EXERCISE OBJECTIVE
How many lines in the rows below contain the string "post"? Tally them and reply with the number alone.

#### WORKING DATA

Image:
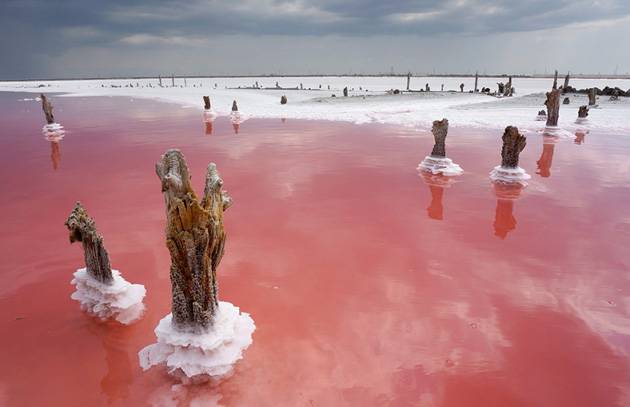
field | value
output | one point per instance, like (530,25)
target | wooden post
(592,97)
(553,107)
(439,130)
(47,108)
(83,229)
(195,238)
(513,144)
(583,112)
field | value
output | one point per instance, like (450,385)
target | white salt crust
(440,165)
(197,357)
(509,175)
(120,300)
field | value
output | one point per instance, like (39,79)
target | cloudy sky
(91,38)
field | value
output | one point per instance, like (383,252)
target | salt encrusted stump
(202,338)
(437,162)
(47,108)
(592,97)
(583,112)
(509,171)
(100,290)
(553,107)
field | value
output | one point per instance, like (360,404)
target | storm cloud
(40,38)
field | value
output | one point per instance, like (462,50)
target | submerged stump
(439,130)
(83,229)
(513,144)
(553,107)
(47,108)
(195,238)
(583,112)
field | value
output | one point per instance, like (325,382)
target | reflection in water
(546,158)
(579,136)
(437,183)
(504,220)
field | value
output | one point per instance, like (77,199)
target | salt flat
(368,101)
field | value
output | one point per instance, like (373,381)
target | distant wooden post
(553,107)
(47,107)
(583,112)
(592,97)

########
#### WORKING DATA

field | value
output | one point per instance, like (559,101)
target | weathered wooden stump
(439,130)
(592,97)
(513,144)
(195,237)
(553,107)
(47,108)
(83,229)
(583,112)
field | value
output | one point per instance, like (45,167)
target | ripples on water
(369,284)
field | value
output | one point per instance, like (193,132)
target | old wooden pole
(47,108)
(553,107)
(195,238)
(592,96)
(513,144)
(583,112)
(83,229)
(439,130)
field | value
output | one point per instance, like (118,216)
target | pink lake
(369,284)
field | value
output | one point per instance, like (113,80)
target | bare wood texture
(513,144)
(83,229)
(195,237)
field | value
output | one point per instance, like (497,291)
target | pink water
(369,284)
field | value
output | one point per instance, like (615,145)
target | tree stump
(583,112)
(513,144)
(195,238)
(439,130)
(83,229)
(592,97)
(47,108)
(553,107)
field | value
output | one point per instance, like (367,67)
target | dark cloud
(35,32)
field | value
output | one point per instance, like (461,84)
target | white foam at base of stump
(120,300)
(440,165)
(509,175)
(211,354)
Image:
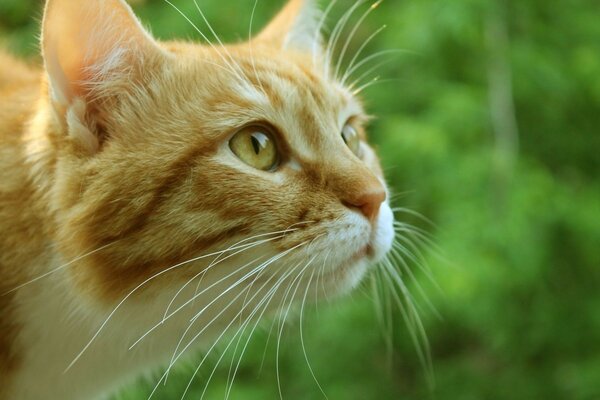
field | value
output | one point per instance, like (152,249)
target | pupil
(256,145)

########

EXPECTED ANSWER
2